Compared to the water and carbon cycles, the nitrogen cycle is more abstract. Where water and carbon are potentially tangible and familiar, nitrogen is not. Students will require thorough scaffolding and frequent encouragement in order to construct a concept of nitrogen and its role in living systems. If students have good grasps of the water and carbon cycles, they should more easily conceptualize the nitrogen cycle by using the same successful learning strategies they used with those less abstract cycles. (See What Goes Around Comes Around: Carbon Cycle and What Goes Around Comes Around: Water Cycle in this series, What Goes Around Comes Around.)

We suggest an integrated approach to teaching the nitrogen cycle. By this we mean breaking down the artificial categorization of the nitrogen cycle as strictly an earth or life science concept. Deliberately emphasizing the ways the nitrogen cycle involves concepts of life, earth, and physical science assists students in transferring science content knowledge from one context to another. True learning, some education experts assert, is the ability to transfer and apply content knowledge from one context to another.

Students will need some background knowledge in order to assimilate nitrogen cycle knowledge. They need some familiarity with bacteria, specifically that they are microscopic, single-celled organisms that take in nutrients, perform chemical changes to the nutrients, grow and reproduce, and get rid of waste like all other living things. The exceptional aspect of these bacteria, however, is that they do not necessarily take in oxygen and give off carbon dioxide as is usually understood to happen in nonphotosynthetic living cells. Be prepared to help students substitute the intake and output nutrients of these bacteria for the usual oxygen and carbon dioxide.

■ Activity 1: Translate this sentence from the nitrogen cycle passage into Spanish: "Where water and carbon are potentially tangible and familiar, nitrogen is not."
■ Activity 2: For each statement, answer yes or no according to the nitrogen cycle passage, and quote the words that decide it. (a) The nitrogen cycle is described as less abstract than the water and carbon cycles. (b) The authors recommend an integrated approach to teaching the nitrogen cycle. (c) Students should know that bacteria are microscopic, single-celled organisms.

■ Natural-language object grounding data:
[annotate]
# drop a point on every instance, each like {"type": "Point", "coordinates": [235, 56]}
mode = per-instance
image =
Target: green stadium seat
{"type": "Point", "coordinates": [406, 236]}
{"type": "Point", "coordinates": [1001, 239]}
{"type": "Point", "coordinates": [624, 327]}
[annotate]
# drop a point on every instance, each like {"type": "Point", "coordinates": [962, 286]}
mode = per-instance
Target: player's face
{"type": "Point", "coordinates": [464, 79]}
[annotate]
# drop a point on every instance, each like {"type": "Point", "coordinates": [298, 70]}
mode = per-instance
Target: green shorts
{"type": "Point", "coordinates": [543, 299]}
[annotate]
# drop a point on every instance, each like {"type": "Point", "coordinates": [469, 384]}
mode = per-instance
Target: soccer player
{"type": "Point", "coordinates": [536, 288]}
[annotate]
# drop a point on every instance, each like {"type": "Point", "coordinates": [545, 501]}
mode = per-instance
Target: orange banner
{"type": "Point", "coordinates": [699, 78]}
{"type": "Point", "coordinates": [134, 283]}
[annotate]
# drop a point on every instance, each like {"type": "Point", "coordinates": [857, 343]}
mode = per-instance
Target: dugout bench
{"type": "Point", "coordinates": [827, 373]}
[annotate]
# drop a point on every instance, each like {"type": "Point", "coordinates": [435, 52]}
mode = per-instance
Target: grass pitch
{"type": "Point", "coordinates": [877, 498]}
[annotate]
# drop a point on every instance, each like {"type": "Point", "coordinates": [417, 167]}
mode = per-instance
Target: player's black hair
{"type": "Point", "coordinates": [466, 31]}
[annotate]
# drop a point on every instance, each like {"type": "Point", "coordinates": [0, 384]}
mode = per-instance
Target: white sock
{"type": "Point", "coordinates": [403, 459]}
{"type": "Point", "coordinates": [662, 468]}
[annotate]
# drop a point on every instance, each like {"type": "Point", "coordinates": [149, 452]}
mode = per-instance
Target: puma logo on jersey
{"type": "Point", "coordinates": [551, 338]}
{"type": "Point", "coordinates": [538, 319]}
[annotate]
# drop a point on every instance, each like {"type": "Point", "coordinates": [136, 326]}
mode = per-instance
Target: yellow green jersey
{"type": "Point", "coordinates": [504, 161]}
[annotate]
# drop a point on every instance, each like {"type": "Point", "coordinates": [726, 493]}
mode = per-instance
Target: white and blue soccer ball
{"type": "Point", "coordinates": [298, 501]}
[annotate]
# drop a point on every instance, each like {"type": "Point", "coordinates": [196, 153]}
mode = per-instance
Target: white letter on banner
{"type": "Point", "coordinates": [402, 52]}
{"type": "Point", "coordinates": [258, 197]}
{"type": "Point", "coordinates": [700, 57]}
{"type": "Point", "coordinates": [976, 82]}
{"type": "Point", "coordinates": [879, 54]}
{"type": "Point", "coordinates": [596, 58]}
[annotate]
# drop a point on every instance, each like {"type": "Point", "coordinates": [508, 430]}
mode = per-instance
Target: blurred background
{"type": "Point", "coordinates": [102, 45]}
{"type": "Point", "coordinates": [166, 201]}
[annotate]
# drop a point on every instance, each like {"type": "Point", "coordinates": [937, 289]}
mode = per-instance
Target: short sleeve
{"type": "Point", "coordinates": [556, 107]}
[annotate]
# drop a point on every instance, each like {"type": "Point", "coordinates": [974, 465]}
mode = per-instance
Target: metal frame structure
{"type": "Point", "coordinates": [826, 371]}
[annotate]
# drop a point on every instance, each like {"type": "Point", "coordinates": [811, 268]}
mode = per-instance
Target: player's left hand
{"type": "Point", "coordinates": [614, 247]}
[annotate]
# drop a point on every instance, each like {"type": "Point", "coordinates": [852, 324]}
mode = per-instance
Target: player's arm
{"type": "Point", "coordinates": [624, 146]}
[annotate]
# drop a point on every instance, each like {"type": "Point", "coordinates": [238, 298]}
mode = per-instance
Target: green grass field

■ Answer space 1: Mientras que el agua y el carbono son potencialmente tangibles y familiares, el nitrógeno no lo es.

■ Answer space 2:
(a) No: "Compared to the water and carbon cycles, the nitrogen cycle is more abstract."
(b) Yes: "We suggest an integrated approach to teaching the nitrogen cycle."
(c) Yes: "specifically that they are microscopic, single-celled organisms"